=== AUSGANGSTEXT ===

Nachhaltigkeit effektiver auf die Straße zu bringen: Dieses Ziel hat sich die Autobahn GmbH auf die Fahnen geschrieben. Bestes Beispiel, um dies zu erproben, ist das Bauprojekt an der A62. Dort wurde die Fahrbahndecke an der unbewirtschafteten Rastanlage (PWC-Anlage) Potzberg von Januar bis August 2024 in beiden Fahrtrichtungen erneuert. Doch nicht nur das: „Wir nutzen das Projekt zugleich als Pilotstrecke, um auszuloten, ob sich Recyclingbeton als Rohstoff auch in größerem Umfang als bisher im Straßenbau einsetzen lässt. Unser Ziel ist es, die Recyclingquoten wesentlich zu erhöhen“, erläutert Oliver Leif, Betontechnologe und Teamleiter bei der Niederlassung West der Autobahn GmbH in Montabaur.

=== DATENAUSZUG ===

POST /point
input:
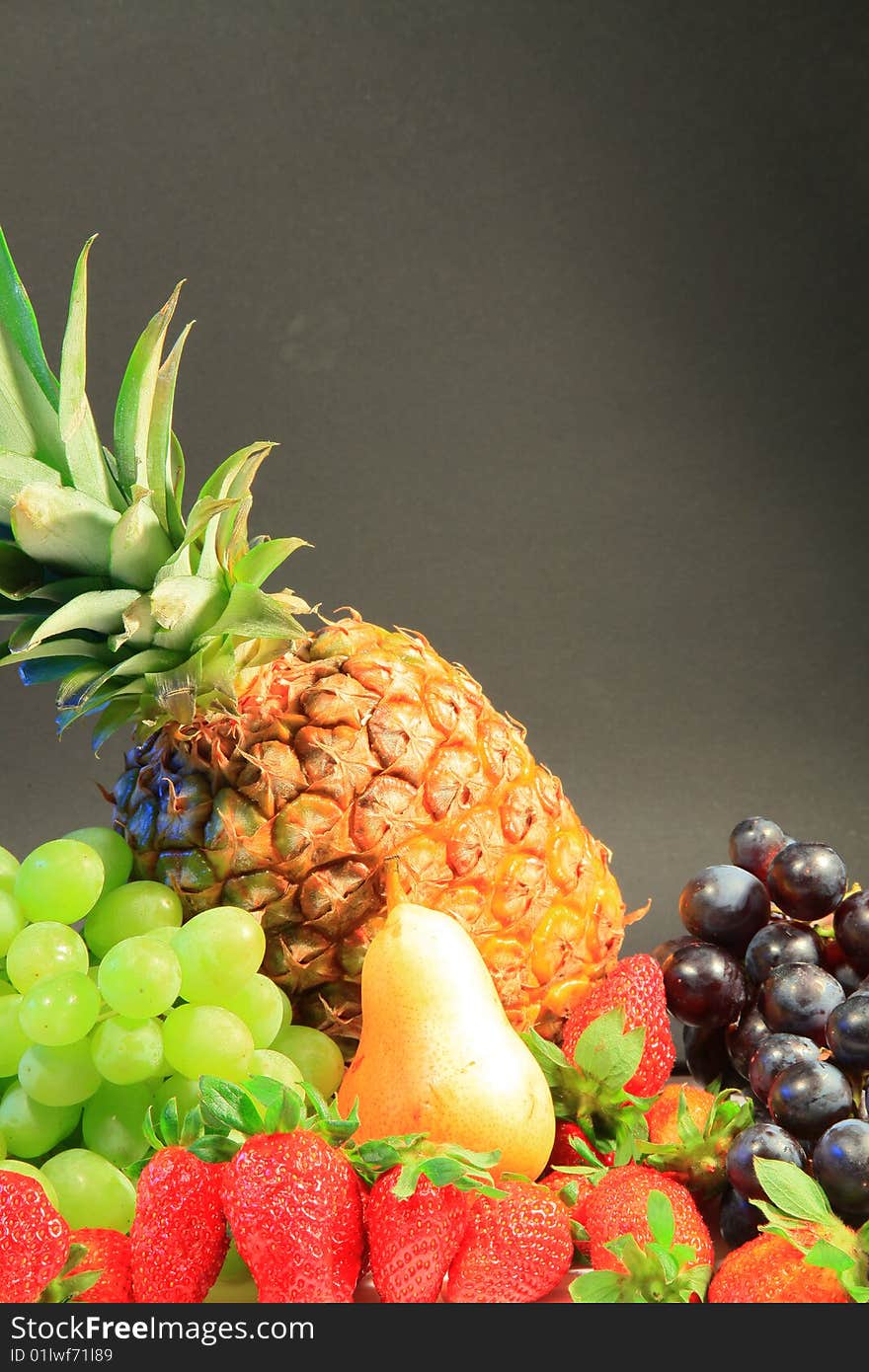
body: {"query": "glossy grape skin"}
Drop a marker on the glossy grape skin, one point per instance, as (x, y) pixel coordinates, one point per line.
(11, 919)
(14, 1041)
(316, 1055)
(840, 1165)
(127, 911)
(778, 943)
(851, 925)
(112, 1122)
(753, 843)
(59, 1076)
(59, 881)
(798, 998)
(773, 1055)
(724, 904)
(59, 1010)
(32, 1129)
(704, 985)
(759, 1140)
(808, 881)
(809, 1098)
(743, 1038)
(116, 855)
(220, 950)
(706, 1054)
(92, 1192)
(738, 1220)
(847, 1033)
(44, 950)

===
=== DATENAUSZUG ===

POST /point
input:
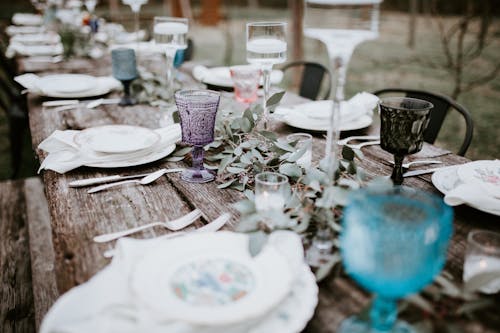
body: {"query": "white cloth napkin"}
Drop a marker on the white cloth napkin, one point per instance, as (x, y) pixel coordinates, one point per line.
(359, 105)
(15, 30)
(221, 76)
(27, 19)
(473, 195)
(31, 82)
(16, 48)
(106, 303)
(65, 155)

===

AUFGABEN:
[A] Prüfe anhand des Ausgangstexts über die Pilotstrecke an der A62, ob die folgenden Aussagen zutreffen, und belege jede Antwort mit einem wörtlichen Zitat: (i) Die Fahrbahndecke an der PWC-Anlage Potzberg wurde nur in einer Fahrtrichtung erneuert. (ii) Oliver Leif ist Teamleiter bei der Niederlassung West der Autobahn GmbH. (iii) Die Arbeiten fanden von Januar bis August 2024 statt.
[B] Schreibe den Ausgangstext über die Pilotstrecke an der A62 im Anschluss an seinen letzten Satz weiter.

LÖSUNGEN:
[A]
(i) Nein: „in beiden Fahrtrichtungen erneuert“
(ii) Ja: „Betontechnologe und Teamleiter bei der Niederlassung West der Autobahn GmbH in Montabaur“
(iii) Ja: „von Januar bis August 2024“

[B]
Vorbild Ausland
Tatsächlich sind beim Pilotprojekt in Potzberg anstatt 40 Prozent Rezyklat-Anteil, wie im Regelwerk vorgesehen, satte 70 Prozent verbaut worden. Dieser Entscheidung liegen die guten Erfahrungen zugrunde, die im Ausland bislang mit höheren Recyclingquoten im Straßenbau gemacht wurden. „Besonders die erfolgversprechenden Ergebnisse in der Schweiz haben uns ermutigt, auch einmal abseits bestehender Regelwerke zu agieren, um neue Erkenntnisse zu gewinnen“, erklärt Bauexperte Leif.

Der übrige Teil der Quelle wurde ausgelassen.